● **WHAT NEEDS TO BE DONE**
Within the records below, filter for lines carrying the word "postcard" and copy them.
** Opening RECORDS SHOWN block **
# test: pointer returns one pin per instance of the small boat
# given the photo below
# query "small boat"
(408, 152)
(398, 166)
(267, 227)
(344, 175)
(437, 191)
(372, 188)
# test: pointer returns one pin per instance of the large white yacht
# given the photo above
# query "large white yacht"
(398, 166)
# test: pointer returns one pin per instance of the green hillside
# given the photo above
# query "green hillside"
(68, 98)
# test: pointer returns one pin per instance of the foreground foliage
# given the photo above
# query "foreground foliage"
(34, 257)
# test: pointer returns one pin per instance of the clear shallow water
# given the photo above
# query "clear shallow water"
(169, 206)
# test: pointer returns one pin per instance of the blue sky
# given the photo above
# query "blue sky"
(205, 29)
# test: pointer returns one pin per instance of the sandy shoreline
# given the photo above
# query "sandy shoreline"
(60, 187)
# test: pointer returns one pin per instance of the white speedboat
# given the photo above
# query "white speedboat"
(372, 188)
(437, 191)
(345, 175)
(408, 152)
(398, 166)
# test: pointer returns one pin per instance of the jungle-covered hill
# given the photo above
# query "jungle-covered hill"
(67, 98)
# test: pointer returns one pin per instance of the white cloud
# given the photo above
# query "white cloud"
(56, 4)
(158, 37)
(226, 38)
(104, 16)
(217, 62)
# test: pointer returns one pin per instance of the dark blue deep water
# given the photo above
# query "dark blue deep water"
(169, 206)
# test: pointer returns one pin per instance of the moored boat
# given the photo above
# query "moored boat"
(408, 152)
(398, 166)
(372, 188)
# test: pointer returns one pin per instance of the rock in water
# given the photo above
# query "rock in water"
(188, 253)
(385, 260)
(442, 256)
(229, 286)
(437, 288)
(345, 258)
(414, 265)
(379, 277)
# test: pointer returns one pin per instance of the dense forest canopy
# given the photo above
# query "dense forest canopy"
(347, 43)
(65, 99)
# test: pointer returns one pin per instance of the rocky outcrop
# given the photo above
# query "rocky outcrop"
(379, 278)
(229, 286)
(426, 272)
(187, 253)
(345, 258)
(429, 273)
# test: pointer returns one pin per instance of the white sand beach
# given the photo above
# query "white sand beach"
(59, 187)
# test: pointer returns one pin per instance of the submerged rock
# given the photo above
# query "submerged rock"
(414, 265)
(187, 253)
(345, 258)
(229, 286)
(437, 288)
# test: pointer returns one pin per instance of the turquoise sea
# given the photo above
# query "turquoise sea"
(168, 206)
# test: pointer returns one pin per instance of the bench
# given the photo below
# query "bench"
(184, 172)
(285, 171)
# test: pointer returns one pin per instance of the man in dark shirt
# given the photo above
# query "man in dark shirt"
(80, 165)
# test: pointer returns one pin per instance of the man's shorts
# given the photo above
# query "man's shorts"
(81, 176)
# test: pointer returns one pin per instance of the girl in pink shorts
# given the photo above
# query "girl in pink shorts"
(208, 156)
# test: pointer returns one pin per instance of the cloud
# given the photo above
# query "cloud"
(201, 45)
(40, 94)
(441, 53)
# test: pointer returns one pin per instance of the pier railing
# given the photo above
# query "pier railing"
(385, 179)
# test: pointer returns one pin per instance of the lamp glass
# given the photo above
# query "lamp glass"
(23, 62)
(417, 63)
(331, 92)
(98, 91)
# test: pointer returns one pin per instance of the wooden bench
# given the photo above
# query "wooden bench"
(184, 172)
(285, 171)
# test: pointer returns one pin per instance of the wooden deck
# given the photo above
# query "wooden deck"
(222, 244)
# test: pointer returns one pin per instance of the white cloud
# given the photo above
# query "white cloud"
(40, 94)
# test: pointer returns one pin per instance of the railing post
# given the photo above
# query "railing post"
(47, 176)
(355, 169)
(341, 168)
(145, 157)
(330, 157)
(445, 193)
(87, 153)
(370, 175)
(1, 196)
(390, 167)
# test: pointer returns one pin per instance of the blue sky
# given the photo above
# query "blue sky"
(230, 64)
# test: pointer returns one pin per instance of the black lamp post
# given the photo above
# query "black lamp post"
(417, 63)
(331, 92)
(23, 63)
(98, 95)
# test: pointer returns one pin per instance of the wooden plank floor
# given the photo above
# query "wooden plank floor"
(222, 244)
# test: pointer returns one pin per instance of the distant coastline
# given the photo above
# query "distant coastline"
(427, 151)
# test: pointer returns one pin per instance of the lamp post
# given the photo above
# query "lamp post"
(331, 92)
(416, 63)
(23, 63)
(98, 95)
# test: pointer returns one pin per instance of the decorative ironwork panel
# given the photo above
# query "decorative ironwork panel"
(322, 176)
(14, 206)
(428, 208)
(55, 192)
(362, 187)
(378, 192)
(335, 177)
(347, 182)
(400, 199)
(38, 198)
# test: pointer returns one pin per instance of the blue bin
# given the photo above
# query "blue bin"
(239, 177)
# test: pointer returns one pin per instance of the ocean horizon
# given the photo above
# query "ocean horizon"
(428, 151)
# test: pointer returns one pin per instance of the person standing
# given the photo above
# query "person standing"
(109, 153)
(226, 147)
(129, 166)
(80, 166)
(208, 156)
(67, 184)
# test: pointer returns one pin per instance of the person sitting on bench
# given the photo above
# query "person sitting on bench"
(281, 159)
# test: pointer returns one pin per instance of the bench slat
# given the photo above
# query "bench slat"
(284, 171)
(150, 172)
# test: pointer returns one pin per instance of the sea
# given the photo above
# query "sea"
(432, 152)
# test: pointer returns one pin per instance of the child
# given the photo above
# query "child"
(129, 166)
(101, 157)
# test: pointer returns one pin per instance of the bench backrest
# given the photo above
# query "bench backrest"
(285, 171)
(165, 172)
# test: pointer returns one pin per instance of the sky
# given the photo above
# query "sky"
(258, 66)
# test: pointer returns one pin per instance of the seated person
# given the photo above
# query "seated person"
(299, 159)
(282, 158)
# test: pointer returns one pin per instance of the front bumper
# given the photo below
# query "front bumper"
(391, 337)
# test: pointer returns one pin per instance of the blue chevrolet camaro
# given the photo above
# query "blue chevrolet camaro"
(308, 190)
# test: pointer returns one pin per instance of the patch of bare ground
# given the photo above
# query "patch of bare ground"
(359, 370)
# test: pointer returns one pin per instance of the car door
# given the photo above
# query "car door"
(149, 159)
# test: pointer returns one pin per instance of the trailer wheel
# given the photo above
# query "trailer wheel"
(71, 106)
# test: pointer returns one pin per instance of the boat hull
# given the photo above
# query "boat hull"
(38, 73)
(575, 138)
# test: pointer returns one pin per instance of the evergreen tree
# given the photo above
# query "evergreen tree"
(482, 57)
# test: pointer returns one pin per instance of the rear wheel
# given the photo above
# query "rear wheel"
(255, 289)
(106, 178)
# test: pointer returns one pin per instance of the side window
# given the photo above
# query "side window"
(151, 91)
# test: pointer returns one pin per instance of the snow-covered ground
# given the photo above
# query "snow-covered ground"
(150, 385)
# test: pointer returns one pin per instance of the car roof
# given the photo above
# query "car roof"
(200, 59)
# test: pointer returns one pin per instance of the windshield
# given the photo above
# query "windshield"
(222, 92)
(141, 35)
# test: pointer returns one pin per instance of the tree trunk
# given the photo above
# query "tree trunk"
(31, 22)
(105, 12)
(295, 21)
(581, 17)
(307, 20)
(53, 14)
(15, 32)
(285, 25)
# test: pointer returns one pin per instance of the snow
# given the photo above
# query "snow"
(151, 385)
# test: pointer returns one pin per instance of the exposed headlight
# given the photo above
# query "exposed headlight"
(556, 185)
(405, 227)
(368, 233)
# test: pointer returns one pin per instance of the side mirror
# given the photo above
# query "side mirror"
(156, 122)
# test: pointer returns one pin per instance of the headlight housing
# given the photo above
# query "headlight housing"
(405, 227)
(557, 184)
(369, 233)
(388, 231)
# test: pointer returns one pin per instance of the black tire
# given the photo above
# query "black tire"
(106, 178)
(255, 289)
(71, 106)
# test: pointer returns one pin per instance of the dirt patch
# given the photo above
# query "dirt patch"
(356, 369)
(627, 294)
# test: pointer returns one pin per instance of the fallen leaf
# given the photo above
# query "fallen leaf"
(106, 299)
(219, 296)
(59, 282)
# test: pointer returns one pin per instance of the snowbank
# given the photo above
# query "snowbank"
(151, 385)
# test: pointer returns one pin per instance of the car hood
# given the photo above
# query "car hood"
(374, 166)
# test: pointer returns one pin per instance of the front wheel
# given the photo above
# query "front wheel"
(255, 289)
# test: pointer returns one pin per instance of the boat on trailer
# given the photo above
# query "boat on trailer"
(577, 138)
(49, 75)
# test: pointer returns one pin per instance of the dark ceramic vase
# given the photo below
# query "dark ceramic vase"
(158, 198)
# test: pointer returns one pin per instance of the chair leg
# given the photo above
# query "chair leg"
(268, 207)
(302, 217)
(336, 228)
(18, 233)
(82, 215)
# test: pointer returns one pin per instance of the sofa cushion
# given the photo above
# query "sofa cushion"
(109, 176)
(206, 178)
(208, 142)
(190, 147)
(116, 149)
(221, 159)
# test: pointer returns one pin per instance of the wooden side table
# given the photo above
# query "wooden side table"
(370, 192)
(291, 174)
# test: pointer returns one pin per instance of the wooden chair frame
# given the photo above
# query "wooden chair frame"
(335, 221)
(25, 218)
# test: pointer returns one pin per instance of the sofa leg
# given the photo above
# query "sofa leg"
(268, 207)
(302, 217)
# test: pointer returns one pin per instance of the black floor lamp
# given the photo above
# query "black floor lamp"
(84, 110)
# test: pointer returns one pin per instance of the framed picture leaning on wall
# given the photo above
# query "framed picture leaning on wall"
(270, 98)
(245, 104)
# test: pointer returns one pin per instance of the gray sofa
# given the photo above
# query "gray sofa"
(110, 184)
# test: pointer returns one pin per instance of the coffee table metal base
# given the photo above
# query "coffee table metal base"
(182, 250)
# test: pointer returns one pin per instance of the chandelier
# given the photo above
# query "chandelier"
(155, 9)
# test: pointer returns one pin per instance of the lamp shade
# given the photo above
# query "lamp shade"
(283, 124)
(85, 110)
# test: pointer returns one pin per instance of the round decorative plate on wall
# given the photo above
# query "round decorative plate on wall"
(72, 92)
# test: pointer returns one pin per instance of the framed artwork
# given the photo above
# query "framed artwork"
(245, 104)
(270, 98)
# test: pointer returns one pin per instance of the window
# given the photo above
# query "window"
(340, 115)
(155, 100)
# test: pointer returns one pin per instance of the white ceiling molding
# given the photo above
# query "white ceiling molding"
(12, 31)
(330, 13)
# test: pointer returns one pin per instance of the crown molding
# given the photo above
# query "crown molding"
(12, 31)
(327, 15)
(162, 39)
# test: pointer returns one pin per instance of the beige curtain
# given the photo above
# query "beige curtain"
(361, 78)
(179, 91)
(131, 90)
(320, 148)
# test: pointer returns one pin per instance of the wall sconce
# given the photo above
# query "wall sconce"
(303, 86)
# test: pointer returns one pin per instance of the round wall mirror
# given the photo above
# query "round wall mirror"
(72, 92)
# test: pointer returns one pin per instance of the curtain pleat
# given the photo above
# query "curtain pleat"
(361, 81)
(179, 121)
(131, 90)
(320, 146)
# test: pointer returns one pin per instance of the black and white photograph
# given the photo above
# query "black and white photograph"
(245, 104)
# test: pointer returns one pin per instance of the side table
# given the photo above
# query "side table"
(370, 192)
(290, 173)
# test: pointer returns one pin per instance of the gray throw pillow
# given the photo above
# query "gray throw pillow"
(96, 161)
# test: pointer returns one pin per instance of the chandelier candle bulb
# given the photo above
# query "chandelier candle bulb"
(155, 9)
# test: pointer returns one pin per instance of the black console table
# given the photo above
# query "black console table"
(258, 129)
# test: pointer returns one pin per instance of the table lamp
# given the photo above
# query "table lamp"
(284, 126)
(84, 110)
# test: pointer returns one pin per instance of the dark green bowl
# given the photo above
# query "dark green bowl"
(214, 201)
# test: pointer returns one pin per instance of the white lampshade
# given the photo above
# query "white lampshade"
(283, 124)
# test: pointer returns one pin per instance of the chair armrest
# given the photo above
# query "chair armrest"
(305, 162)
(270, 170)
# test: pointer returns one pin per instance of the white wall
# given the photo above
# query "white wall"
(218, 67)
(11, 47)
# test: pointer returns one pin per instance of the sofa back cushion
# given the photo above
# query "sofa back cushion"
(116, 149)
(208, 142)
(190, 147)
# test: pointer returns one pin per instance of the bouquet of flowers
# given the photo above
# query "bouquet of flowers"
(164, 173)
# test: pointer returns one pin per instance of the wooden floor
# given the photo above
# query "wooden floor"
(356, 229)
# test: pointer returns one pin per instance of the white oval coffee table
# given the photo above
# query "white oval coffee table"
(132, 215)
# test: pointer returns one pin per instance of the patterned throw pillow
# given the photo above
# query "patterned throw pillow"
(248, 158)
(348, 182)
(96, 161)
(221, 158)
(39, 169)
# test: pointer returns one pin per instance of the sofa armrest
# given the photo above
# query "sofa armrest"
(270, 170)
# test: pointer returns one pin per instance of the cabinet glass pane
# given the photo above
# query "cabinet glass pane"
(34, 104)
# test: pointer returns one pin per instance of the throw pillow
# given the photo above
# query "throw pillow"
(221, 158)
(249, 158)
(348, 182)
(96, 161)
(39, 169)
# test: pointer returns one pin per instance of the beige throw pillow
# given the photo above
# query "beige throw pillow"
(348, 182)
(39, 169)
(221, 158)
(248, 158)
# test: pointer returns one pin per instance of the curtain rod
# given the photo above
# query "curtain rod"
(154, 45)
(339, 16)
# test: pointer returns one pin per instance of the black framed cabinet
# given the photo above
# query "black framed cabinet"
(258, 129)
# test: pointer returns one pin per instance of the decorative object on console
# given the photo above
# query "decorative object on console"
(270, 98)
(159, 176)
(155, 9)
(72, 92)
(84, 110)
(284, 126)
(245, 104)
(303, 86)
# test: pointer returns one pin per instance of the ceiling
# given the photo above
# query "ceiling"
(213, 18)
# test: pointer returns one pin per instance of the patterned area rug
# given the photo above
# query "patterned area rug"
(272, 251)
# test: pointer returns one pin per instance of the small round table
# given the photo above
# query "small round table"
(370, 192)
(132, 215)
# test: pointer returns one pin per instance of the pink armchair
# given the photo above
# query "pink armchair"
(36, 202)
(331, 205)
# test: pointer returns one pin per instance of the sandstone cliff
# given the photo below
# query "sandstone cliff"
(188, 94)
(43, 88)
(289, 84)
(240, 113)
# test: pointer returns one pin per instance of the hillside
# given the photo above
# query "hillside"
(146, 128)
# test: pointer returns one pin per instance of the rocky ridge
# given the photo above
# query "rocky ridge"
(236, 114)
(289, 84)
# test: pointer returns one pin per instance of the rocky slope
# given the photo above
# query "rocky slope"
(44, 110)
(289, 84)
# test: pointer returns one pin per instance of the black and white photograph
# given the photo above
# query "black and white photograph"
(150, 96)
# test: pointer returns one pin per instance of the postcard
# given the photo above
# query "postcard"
** Closing RECORDS SHOWN block **
● **RESULT OF THIS TASK**
# test: pointer returns one pin per instance of the postcard
# query "postcard"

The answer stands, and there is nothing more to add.